▶ _What you are asked to do_
Retype all of the data below, keeping every character unchanged.

▶ _Data records_
★ ★ ★
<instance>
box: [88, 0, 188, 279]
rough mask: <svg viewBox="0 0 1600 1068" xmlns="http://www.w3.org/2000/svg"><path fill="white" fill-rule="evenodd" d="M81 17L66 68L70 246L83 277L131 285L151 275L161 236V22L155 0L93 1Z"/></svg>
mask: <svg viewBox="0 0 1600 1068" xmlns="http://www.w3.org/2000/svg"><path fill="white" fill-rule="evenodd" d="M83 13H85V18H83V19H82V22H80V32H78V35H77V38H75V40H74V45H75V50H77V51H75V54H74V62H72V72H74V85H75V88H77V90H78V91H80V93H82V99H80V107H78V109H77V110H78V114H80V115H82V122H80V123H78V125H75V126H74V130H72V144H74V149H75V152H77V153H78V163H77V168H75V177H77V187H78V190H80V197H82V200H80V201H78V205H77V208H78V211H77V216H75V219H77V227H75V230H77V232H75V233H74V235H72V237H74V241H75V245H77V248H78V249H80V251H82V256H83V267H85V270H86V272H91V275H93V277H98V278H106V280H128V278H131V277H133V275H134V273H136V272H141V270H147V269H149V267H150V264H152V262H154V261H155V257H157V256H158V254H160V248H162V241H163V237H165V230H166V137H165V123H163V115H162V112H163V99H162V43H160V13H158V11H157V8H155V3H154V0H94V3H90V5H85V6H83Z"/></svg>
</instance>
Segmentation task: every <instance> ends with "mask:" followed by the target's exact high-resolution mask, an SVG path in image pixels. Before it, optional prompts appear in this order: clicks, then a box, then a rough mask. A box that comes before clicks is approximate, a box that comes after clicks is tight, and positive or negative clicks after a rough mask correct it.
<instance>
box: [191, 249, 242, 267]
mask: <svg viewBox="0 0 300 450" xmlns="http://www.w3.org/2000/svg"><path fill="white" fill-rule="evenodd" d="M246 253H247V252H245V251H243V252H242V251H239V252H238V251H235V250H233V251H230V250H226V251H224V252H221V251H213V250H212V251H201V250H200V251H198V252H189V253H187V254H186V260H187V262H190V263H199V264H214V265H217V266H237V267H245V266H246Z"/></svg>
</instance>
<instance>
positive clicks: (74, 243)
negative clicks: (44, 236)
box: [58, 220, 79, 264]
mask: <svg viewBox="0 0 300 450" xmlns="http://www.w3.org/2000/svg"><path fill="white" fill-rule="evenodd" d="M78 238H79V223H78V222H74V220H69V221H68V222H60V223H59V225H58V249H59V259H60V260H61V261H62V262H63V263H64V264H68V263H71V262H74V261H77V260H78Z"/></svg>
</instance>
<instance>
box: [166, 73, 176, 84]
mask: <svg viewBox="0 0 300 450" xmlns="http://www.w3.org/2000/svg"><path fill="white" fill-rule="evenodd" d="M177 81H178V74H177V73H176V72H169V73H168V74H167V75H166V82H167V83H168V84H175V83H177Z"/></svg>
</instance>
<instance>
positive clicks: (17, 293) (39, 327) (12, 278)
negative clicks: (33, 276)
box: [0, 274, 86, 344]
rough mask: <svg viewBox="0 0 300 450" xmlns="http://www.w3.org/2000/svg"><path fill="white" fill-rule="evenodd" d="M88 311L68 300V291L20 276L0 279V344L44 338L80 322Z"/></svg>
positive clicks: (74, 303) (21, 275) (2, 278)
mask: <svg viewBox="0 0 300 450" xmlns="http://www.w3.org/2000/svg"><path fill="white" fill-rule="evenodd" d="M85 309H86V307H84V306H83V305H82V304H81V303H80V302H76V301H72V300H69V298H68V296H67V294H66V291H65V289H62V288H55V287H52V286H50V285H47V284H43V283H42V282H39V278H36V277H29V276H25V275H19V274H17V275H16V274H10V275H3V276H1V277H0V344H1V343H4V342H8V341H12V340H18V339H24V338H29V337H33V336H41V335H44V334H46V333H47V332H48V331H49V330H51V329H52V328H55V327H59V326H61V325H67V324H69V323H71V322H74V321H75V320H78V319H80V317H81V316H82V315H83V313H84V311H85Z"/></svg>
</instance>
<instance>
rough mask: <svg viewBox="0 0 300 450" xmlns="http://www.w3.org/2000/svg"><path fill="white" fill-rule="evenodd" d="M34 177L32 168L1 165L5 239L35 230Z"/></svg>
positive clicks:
★ ★ ★
▶ _Result_
<instance>
box: [88, 0, 188, 279]
rough mask: <svg viewBox="0 0 1600 1068" xmlns="http://www.w3.org/2000/svg"><path fill="white" fill-rule="evenodd" d="M81 17L66 68L70 246L83 277L131 285L151 275L161 236V22L155 0L93 1Z"/></svg>
mask: <svg viewBox="0 0 1600 1068" xmlns="http://www.w3.org/2000/svg"><path fill="white" fill-rule="evenodd" d="M83 13H85V18H83V19H82V22H80V32H78V35H77V38H75V40H74V45H75V50H77V51H75V54H74V62H72V72H74V85H75V88H77V90H78V91H80V93H82V99H80V107H78V109H77V110H78V114H80V115H82V122H80V123H78V125H75V126H74V130H72V144H74V149H75V152H77V153H78V163H77V168H75V177H77V187H78V190H80V197H82V200H80V201H78V205H77V208H78V211H77V216H75V219H77V227H75V230H77V232H75V233H74V235H72V237H74V241H75V245H77V248H78V249H80V251H82V256H83V267H85V270H86V272H91V275H93V277H98V278H106V280H128V278H131V277H133V275H134V273H136V272H141V270H147V269H149V267H150V264H152V262H154V261H155V257H157V256H158V254H160V248H162V241H163V237H165V230H166V137H165V123H163V115H162V112H163V99H162V43H160V13H158V11H157V8H155V3H154V0H94V3H90V5H85V6H83Z"/></svg>
</instance>
Segmentation task: every <instance> ends with "mask:" followed by the target's exact high-resolution mask, an SVG path in image pixels. Before it, optional prompts appear in this order: clicks, then a box, then a rough mask. A box that comes before clicks is approximate, a box that comes after clicks is tight, and positive or negative clicks after a rough mask correct it.
<instance>
box: [191, 249, 242, 267]
mask: <svg viewBox="0 0 300 450" xmlns="http://www.w3.org/2000/svg"><path fill="white" fill-rule="evenodd" d="M246 253H247V252H245V251H243V252H242V251H239V252H238V251H235V250H233V251H230V250H226V251H224V252H221V251H213V250H212V251H201V250H200V251H198V252H189V253H187V254H186V260H187V262H190V263H199V264H214V265H217V266H237V267H245V266H246Z"/></svg>
</instance>
<instance>
positive clicks: (74, 243)
negative clicks: (44, 236)
box: [58, 220, 79, 264]
mask: <svg viewBox="0 0 300 450" xmlns="http://www.w3.org/2000/svg"><path fill="white" fill-rule="evenodd" d="M78 238H79V223H78V222H74V220H69V221H68V222H60V223H59V225H58V249H59V259H60V260H61V261H62V262H63V263H64V264H68V263H71V262H74V261H77V260H78Z"/></svg>
</instance>
<instance>
box: [166, 73, 176, 84]
mask: <svg viewBox="0 0 300 450" xmlns="http://www.w3.org/2000/svg"><path fill="white" fill-rule="evenodd" d="M177 81H178V74H177V73H176V72H169V73H168V74H167V75H166V82H167V83H168V84H175V83H177Z"/></svg>
</instance>
<instance>
positive clicks: (17, 293) (39, 327) (12, 278)
negative clicks: (33, 276)
box: [0, 274, 86, 344]
rough mask: <svg viewBox="0 0 300 450" xmlns="http://www.w3.org/2000/svg"><path fill="white" fill-rule="evenodd" d="M88 311L68 300V291L20 276L0 279V344L44 338L80 322Z"/></svg>
positive clicks: (74, 303) (21, 275) (2, 278)
mask: <svg viewBox="0 0 300 450" xmlns="http://www.w3.org/2000/svg"><path fill="white" fill-rule="evenodd" d="M85 309H86V307H84V306H83V305H82V304H81V303H80V302H76V301H72V300H69V298H68V296H67V294H66V291H65V289H62V288H55V287H52V286H50V285H47V284H43V283H42V282H39V278H36V277H29V276H25V275H19V274H17V275H16V274H10V275H3V276H1V277H0V344H1V343H4V342H8V341H12V340H18V339H24V338H29V337H33V336H41V335H44V334H46V333H47V332H48V331H49V330H51V329H52V328H55V327H59V326H61V325H67V324H69V323H71V322H74V321H75V320H78V319H80V317H81V316H82V315H83V313H84V311H85Z"/></svg>
</instance>
<instance>
rough mask: <svg viewBox="0 0 300 450" xmlns="http://www.w3.org/2000/svg"><path fill="white" fill-rule="evenodd" d="M34 177L32 168L1 165L5 239L35 230Z"/></svg>
positive clicks:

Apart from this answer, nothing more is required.